#### DATA SECTION

>>>

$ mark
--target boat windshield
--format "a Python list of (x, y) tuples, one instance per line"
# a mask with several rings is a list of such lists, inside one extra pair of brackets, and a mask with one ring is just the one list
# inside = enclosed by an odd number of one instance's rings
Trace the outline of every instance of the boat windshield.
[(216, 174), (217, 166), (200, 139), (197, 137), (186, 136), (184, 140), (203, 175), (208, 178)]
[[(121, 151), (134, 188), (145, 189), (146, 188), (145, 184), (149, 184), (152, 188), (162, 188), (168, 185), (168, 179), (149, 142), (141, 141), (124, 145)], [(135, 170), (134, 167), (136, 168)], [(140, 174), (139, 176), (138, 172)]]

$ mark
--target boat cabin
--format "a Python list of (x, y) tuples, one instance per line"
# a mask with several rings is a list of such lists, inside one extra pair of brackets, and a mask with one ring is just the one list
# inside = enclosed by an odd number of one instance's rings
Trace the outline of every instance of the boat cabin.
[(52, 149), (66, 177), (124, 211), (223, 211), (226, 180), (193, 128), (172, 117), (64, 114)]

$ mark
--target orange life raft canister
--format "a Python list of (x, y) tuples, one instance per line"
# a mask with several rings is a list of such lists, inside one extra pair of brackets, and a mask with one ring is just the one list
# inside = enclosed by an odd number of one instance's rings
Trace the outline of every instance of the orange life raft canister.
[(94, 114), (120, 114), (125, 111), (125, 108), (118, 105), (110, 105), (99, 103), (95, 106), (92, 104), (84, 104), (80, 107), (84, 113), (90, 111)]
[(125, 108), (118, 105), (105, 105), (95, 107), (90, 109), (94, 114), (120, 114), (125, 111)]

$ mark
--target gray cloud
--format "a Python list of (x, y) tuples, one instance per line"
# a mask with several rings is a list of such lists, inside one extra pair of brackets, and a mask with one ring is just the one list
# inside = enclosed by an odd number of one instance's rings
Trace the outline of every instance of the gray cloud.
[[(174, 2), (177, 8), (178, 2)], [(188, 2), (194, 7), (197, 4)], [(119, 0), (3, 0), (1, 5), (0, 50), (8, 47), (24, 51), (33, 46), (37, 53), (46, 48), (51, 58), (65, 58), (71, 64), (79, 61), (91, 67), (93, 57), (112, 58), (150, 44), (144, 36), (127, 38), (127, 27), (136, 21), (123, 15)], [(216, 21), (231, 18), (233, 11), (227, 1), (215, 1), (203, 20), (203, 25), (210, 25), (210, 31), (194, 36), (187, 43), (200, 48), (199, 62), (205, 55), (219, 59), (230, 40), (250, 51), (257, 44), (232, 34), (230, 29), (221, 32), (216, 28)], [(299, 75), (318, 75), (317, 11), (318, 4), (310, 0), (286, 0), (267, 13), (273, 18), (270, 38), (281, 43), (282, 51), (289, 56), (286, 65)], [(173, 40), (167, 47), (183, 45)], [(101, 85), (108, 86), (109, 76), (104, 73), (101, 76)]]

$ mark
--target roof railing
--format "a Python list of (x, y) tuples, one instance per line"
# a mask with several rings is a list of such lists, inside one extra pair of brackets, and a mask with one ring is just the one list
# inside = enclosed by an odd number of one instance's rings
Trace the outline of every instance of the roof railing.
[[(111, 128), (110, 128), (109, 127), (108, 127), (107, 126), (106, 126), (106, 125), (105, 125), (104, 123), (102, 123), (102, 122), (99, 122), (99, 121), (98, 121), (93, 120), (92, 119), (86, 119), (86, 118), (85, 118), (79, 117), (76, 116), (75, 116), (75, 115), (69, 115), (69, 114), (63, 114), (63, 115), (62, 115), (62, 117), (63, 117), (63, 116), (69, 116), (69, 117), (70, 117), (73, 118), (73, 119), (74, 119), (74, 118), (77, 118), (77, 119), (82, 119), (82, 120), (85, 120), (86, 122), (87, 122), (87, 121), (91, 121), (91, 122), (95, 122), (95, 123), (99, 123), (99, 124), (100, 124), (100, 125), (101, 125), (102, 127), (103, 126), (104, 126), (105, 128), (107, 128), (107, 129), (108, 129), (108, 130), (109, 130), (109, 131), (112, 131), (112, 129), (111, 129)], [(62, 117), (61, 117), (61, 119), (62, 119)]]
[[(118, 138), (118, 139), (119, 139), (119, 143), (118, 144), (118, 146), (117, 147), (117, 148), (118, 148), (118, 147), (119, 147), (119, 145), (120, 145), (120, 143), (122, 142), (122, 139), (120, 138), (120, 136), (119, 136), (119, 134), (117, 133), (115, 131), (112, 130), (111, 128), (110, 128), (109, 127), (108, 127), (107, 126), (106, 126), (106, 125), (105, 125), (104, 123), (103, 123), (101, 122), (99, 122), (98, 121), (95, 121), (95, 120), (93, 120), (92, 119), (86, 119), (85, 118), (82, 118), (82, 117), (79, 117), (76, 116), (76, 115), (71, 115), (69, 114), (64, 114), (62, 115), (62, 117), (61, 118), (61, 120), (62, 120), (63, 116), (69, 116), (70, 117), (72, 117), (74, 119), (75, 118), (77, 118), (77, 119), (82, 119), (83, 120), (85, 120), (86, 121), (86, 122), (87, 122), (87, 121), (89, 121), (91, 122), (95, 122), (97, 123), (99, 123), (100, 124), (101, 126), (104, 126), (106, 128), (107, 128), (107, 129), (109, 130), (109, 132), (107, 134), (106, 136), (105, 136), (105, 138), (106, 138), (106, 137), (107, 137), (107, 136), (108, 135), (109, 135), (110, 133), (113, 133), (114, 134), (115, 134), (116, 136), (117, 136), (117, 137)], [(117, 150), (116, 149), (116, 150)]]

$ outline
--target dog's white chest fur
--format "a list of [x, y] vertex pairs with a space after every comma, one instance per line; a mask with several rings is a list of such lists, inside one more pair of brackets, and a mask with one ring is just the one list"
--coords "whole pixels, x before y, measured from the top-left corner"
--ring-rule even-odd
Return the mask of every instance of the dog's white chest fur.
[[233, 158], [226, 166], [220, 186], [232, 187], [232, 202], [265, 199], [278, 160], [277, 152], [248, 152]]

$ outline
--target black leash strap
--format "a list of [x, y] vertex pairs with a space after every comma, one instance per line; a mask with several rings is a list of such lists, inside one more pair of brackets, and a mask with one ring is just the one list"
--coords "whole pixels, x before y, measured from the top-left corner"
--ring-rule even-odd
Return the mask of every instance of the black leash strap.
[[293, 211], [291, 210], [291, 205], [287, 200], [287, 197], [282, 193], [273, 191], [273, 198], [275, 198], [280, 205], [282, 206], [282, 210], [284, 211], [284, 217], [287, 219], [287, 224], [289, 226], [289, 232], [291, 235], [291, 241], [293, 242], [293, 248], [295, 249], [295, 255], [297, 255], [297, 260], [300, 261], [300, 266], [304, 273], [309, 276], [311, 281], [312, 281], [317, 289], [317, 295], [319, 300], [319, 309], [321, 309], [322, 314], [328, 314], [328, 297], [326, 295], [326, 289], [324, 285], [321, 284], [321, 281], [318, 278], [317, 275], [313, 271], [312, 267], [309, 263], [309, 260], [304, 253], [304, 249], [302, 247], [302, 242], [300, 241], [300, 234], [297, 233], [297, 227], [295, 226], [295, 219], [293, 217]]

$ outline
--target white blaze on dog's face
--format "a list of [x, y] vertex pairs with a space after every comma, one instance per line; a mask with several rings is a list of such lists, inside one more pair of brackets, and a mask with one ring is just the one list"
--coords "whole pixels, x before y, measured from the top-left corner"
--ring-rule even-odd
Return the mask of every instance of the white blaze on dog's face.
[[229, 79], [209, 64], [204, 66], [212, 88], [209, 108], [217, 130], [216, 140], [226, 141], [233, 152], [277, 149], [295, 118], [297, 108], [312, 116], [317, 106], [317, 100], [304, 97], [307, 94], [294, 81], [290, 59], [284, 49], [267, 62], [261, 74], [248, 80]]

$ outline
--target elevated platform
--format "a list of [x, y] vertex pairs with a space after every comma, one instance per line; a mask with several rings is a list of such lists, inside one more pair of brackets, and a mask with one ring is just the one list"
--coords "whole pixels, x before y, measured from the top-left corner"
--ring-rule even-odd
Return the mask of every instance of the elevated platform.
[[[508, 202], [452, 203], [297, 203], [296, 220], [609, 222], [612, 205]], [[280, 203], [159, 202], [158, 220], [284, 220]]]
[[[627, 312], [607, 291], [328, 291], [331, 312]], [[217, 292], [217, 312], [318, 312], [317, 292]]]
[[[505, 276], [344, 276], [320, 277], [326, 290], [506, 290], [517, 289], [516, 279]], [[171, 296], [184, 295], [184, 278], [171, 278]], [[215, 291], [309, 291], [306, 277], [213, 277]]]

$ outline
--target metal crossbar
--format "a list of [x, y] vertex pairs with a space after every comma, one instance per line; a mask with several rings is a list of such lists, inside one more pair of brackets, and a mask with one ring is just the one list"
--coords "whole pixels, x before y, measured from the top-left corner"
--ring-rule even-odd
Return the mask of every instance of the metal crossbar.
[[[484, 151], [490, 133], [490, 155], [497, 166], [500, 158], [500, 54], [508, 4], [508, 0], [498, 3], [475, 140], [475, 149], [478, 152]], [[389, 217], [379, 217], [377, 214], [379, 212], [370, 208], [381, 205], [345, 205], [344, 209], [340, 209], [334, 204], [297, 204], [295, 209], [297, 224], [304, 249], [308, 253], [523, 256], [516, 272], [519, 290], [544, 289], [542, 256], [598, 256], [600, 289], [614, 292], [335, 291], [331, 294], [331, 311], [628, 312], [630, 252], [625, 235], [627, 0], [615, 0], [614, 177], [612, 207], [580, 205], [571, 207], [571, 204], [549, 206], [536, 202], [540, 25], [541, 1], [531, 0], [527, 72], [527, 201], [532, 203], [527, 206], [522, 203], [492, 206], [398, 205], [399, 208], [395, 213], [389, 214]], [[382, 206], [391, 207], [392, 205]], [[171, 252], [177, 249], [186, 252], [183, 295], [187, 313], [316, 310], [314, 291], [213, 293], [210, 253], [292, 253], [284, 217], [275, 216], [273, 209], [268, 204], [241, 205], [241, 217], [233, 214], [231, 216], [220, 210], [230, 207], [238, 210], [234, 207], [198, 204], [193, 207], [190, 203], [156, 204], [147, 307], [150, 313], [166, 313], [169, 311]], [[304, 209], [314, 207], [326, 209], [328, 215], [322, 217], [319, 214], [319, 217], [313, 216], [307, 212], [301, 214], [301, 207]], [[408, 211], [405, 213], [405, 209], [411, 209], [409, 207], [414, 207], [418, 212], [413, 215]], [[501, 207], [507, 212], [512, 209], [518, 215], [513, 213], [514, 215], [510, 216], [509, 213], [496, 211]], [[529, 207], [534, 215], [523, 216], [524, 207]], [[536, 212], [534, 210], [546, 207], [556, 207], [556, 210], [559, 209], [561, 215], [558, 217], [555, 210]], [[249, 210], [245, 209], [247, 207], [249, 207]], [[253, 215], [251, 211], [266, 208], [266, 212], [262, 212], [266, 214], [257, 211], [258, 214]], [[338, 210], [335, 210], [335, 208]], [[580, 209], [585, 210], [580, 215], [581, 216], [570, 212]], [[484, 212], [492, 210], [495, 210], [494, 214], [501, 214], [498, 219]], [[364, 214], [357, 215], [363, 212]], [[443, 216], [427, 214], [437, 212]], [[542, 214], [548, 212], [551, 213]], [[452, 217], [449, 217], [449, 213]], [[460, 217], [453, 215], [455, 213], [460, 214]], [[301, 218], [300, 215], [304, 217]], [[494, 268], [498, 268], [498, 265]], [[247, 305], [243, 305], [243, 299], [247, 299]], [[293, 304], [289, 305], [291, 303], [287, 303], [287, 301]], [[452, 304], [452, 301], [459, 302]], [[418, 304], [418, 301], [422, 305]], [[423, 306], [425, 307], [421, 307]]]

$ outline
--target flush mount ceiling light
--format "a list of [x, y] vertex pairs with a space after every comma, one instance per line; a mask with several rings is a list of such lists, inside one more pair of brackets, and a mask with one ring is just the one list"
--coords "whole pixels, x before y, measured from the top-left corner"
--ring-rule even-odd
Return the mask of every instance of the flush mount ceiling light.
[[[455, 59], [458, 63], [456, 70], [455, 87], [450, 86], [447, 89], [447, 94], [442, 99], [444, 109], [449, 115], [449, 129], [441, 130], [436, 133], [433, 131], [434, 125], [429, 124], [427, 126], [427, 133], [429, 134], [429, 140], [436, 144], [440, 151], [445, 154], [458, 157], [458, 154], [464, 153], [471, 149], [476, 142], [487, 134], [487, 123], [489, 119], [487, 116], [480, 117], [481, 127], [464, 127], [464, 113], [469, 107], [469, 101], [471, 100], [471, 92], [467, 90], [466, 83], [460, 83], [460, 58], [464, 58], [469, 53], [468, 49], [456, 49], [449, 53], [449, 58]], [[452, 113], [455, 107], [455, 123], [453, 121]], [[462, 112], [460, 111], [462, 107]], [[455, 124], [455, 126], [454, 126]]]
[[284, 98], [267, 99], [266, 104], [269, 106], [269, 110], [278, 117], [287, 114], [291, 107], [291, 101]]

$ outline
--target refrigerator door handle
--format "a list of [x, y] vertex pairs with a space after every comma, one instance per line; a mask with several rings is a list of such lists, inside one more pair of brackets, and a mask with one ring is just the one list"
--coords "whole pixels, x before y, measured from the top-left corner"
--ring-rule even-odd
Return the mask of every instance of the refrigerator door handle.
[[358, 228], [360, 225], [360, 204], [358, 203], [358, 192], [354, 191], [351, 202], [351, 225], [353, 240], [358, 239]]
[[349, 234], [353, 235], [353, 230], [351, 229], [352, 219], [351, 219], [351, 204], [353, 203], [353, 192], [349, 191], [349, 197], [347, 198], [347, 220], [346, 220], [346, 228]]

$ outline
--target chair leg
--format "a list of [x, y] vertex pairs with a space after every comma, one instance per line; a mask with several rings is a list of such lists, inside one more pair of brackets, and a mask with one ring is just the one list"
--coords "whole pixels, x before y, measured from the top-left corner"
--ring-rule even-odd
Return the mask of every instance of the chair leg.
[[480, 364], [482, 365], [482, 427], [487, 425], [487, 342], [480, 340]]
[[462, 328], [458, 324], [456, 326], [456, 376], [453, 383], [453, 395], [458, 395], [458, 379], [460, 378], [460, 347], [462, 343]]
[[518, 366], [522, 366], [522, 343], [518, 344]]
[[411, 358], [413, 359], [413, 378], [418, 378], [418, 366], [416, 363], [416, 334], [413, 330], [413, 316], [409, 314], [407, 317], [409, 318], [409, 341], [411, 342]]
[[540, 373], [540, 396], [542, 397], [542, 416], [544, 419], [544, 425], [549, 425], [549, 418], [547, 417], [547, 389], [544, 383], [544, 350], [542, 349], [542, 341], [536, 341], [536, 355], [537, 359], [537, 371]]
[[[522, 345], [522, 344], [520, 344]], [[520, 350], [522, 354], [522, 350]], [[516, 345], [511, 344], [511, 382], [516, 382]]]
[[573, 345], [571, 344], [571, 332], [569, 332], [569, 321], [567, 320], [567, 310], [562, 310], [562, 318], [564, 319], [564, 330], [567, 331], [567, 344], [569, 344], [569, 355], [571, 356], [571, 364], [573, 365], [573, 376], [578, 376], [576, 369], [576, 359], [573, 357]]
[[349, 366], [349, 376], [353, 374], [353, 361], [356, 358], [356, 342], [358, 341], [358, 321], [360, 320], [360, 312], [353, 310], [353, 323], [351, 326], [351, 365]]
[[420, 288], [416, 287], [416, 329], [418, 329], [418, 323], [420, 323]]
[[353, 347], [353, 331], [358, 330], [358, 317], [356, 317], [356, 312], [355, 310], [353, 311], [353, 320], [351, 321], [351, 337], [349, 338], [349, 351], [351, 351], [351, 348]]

<<<

Print everything from the start of the rows down through the line containing "117), (64, 114)]", with both ends included.

$ mark
--target boat windshield
--format "a Python list of (x, y) tuples, one instance per line"
# a mask with several rings is a list of such lists, inside one extra pair of brackets, and a mask with one ring is just the one list
# inside = enclosed by an odd number of one instance's rings
Trace the outline of every instance of the boat windshield.
[(216, 174), (217, 166), (200, 139), (197, 137), (186, 136), (184, 140), (203, 175), (208, 178)]
[[(121, 151), (134, 188), (145, 189), (146, 188), (145, 184), (149, 184), (152, 188), (162, 188), (168, 185), (168, 179), (149, 142), (141, 141), (124, 145)], [(135, 170), (134, 167), (136, 168)], [(140, 174), (139, 176), (138, 172)]]

$ mark
--target boat cabin
--format "a Python list of (x, y) tuples, one instance per line"
# a mask with several rings is a list of such lists, inside one extra pair of brackets, and a mask with one ring is just the one list
# inside = enclosed by an odd number of one instance's rings
Trace the outline of every instance of the boat cabin.
[(52, 149), (66, 177), (124, 211), (223, 211), (226, 180), (193, 128), (172, 117), (64, 114)]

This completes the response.